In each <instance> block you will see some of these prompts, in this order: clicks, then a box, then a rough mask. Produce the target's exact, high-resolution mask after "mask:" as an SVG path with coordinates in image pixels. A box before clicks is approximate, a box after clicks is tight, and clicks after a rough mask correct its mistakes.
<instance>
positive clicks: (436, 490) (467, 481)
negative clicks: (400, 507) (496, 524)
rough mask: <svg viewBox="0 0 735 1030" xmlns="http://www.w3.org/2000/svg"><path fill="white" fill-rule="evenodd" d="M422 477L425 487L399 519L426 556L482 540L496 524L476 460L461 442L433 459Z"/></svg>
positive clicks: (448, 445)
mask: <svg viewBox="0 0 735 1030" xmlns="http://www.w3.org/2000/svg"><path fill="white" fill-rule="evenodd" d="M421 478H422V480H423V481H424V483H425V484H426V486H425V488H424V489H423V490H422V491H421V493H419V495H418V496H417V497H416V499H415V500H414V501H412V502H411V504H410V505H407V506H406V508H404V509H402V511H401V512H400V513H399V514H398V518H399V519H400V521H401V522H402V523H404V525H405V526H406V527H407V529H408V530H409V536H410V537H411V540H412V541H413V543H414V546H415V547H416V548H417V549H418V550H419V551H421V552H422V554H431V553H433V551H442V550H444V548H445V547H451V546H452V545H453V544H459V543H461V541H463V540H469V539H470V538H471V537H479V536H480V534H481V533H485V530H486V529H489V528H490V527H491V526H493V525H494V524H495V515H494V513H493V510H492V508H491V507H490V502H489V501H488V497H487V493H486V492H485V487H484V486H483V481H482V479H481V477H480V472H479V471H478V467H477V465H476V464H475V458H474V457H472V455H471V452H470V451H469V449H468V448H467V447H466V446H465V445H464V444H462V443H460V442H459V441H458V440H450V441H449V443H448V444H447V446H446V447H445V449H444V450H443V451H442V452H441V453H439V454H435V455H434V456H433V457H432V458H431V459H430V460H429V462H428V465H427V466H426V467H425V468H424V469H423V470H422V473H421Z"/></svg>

....

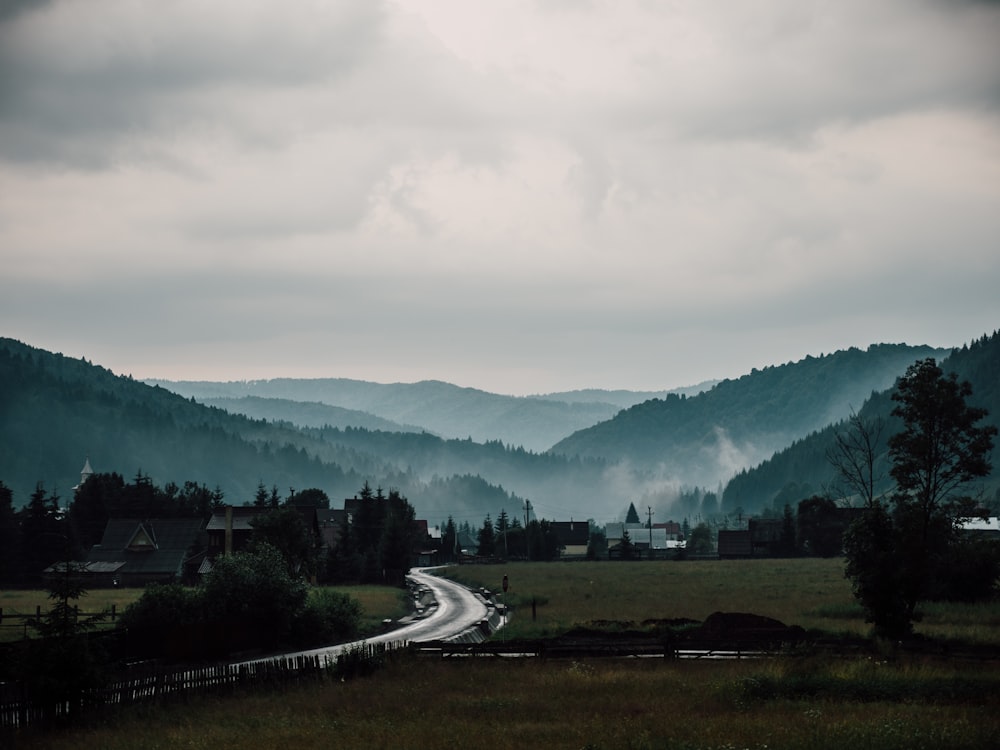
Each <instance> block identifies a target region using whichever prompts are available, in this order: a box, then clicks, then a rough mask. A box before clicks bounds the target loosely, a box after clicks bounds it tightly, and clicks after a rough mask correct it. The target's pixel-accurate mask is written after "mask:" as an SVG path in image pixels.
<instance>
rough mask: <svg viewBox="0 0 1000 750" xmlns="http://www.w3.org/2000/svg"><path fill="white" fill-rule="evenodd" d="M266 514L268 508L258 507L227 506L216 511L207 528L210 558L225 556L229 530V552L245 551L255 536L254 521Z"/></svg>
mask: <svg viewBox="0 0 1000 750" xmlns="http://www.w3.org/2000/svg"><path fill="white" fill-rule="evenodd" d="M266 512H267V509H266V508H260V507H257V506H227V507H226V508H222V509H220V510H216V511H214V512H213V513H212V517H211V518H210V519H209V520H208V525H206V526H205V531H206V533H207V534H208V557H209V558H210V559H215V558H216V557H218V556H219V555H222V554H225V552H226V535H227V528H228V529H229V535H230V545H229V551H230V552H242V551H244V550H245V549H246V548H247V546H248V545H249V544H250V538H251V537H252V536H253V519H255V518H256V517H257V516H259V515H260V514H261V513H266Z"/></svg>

....

Could you restate word for word the lines above from the one containing "In each <instance>" through the one containing "477L425 487L399 519L426", both included, and nothing else?

In each <instance> block you will see some of these prompts, in this order: clicks, then a box, then a rough mask. Produce the target's exact, high-resolution mask after "mask:" as an SVG path with coordinates in image pixels. A box before clicks is approximate, a box after clicks is tight, and clicks after a rough mask correct its mistakes.
<instance>
positive clicks: (436, 490) (467, 481)
negative clicks: (400, 507) (496, 524)
rough mask: <svg viewBox="0 0 735 1030" xmlns="http://www.w3.org/2000/svg"><path fill="white" fill-rule="evenodd" d="M422 477L425 487L399 519L426 556L482 540L496 524L476 460L461 442L433 459Z"/></svg>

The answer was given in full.